Could you lay out everything from the very start of the rows down to and including the line containing "point(283, 202)" as a JSON list of strings, one string per line, with blank lines left out?

» Exercise inputs

<<<<

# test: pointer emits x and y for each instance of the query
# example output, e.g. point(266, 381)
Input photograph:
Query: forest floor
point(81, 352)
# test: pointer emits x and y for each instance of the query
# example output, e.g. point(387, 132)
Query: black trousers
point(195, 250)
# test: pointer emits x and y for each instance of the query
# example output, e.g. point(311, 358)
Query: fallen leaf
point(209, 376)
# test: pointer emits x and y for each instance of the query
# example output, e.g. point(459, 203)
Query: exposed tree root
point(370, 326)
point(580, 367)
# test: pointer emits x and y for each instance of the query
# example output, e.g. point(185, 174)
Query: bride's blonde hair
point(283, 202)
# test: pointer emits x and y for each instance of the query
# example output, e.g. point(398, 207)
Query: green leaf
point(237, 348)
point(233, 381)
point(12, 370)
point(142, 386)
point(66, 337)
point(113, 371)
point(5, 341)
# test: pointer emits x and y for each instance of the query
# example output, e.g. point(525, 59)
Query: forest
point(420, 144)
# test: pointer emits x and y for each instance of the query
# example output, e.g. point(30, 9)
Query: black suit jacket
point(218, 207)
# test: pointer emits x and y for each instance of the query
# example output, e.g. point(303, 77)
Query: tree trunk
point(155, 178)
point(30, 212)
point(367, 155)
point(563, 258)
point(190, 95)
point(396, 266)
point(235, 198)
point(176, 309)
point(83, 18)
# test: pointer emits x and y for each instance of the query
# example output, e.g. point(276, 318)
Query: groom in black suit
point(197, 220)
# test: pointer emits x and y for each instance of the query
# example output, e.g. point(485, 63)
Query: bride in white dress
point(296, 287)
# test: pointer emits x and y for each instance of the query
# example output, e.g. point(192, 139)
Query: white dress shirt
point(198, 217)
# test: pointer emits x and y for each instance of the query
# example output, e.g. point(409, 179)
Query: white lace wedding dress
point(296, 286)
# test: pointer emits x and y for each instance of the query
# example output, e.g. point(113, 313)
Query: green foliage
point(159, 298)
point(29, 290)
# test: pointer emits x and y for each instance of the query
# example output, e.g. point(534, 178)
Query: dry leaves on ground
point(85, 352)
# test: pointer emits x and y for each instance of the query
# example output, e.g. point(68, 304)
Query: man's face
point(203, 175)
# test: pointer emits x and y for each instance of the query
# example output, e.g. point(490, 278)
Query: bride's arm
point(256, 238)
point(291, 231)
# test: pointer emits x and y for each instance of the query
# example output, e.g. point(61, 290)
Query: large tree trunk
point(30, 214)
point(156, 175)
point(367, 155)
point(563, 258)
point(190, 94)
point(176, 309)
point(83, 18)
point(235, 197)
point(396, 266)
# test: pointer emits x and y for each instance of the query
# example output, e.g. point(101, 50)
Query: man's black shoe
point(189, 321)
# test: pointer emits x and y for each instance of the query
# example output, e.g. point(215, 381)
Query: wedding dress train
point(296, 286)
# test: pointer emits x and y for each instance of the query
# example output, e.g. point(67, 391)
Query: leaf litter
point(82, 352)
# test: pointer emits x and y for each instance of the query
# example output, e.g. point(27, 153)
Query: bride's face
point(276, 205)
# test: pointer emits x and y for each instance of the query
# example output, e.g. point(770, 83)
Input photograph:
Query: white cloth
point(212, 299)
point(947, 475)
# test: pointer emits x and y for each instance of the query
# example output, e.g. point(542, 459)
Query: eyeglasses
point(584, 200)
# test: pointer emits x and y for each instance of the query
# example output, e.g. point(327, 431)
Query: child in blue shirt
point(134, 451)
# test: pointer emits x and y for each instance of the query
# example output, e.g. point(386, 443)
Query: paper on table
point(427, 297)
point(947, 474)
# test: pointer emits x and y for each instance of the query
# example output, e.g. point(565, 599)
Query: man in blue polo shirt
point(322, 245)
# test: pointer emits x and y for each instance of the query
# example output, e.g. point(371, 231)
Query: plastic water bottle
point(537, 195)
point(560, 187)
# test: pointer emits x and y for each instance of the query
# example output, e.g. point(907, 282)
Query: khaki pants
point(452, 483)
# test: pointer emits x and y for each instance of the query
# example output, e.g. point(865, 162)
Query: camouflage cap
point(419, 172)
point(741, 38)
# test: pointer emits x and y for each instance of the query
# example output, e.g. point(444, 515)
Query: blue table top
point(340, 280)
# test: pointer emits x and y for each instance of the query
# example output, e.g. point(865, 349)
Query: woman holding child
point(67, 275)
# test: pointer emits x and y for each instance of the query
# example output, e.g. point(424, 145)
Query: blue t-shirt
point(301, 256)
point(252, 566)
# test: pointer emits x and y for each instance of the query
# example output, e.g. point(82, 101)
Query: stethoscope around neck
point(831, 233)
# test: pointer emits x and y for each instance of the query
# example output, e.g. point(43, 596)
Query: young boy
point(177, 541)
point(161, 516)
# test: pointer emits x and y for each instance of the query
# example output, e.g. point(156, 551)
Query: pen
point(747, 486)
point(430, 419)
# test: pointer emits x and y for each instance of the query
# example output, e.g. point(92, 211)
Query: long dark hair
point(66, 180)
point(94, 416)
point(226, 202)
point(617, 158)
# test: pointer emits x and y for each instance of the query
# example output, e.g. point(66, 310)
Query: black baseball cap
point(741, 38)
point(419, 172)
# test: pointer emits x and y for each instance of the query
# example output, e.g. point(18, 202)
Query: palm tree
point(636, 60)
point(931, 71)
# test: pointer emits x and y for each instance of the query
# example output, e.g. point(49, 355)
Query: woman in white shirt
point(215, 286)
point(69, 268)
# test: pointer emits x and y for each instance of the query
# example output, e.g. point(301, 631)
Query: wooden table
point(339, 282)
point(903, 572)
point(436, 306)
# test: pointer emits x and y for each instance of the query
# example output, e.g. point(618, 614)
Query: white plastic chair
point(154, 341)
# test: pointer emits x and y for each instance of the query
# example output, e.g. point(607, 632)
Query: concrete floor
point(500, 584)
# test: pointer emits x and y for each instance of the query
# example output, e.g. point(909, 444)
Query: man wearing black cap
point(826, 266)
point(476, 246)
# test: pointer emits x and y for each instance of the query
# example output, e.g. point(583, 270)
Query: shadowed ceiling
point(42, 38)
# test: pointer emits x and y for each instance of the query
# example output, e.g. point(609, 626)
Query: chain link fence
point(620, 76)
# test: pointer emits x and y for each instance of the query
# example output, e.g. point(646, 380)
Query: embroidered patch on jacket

>>>>

» Full response
[
  "# test: pointer emits x and y for each instance of the query",
  "# example output, e.g. point(266, 381)",
  "Input photograph:",
  "Query: forest floor",
  "point(81, 352)",
  "# test: pointer emits x and y for each instance of the query",
  "# example output, e.g. point(387, 132)",
  "Query: black trousers",
  "point(195, 250)",
  "# test: pointer emits x and y for each instance of the query",
  "# example output, e.g. point(311, 358)",
  "Query: fallen leaf",
  "point(209, 376)",
  "# test: pointer emits x and y for each instance of the query",
  "# example output, e.g. point(459, 203)",
  "Query: exposed tree root",
  "point(370, 326)",
  "point(580, 367)",
  "# test: pointer emits x and y for each instance of the query",
  "# example output, e.g. point(185, 174)",
  "Query: bride's blonde hair",
  "point(283, 202)"
]